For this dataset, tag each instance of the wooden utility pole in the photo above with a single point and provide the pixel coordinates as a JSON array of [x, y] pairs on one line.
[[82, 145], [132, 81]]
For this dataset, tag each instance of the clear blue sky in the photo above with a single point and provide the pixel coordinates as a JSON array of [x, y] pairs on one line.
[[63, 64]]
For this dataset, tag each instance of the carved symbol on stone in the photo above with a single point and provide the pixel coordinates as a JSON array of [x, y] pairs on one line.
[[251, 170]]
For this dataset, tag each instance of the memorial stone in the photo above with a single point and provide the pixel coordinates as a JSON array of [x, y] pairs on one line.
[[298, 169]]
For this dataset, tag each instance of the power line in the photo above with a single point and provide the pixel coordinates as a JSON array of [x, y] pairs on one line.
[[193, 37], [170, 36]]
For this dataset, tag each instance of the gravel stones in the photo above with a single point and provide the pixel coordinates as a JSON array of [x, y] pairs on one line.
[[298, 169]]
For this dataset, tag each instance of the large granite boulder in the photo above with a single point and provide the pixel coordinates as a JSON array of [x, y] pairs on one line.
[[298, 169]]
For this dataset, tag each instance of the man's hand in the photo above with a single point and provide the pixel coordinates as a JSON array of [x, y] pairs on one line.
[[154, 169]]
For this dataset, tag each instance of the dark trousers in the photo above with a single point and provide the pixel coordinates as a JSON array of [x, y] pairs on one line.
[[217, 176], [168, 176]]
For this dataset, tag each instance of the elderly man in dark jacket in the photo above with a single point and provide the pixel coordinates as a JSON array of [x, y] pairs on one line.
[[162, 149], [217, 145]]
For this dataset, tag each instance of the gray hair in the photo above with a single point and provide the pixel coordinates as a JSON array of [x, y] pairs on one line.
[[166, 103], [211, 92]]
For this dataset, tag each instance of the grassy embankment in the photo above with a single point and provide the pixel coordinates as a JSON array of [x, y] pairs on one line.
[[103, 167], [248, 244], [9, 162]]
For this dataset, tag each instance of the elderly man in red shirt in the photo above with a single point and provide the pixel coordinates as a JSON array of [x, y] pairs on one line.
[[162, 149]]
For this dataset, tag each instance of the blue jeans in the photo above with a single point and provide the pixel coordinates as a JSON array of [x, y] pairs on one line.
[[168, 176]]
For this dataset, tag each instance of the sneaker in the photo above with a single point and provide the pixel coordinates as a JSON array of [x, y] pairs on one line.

──────────────────────────────

→ **WORK TO BE COMPLETED**
Print out all of the data above word for word.

→ **EXERCISE RESPONSE**
For this dataset, tag each instance of the wooden utility pole in the photo above with a single point and provide the pixel coordinates as a JSON array of [x, y] pairs on one line.
[[82, 145], [132, 81]]
For this dataset, tag each instance of the clear blue sky in the photo above with a single point and provide the pixel coordinates as a JSON array of [x, y] pairs on one line.
[[63, 64]]
For this dataset, tag each instance of the carved symbol on stone in the photo above with a single point and provide the pixel coordinates as a JSON array of [x, y] pairs on one line.
[[251, 170]]
For this dataset, tag each instance of the memorial stone in the photo above with a single point and provide the pixel coordinates as a JSON array of [x, y] pairs on one line.
[[298, 169]]
For this dataset, tag each instance of the power line in the photo above with a single point and provide the pixel coordinates as a JSON array of [x, y] pairs on one line.
[[193, 37], [170, 36]]
For this dataset, tag each instance of the gravel stones in the photo above with a single point and provide the pixel coordinates as a JSON array of [x, y] pairs on one line.
[[298, 169]]
For this dataset, tag each instance of the large granite boulder in the photo above with a single point and provide the pixel coordinates as a JSON array of [x, y] pairs on one line.
[[298, 169]]
For this dataset, tag each instance of the man's hand in the photo above with a single point and provide the pixel coordinates as a JSON array of [x, y] pairs on one line.
[[154, 169]]
For this dataset, tag each instance of the dark trousers in the photo above with a single point and provide the pixel coordinates as a JSON array of [x, y] pairs on one line.
[[217, 176], [168, 176]]
For this dataset, tag each instance of the elderly man in dark jacket in the photo above with a single point and provide the pixel coordinates as a JSON array of [x, y] pairs on one line.
[[162, 149], [217, 145]]
For this dataset, tag each instance of the gray hair in the photo above with a single point and provide the pixel coordinates as a JSON array of [x, y] pairs on one line.
[[166, 103], [211, 92]]
For this dataset, tag each instance of the grassy embankment in the photo above with a single point and provide the pixel coordinates as a JSON array of [x, y] pairs on one line.
[[103, 167], [248, 244], [9, 162]]
For this dataset, tag each instance of the elderly man in red shirt in the photo above with a single point and provide the pixel coordinates as a JSON array of [x, y] pairs on one line.
[[162, 149]]
For this dataset, tag each instance of the blue jeans in the photo above with a single point and provide the pixel coordinates as a JSON array of [x, y] pairs on one line.
[[168, 176]]
For this dataset, tag each instance of the sneaker in the photo above with a single point and provide the pixel coordinates as a JSON array of [x, y] pairs on one line.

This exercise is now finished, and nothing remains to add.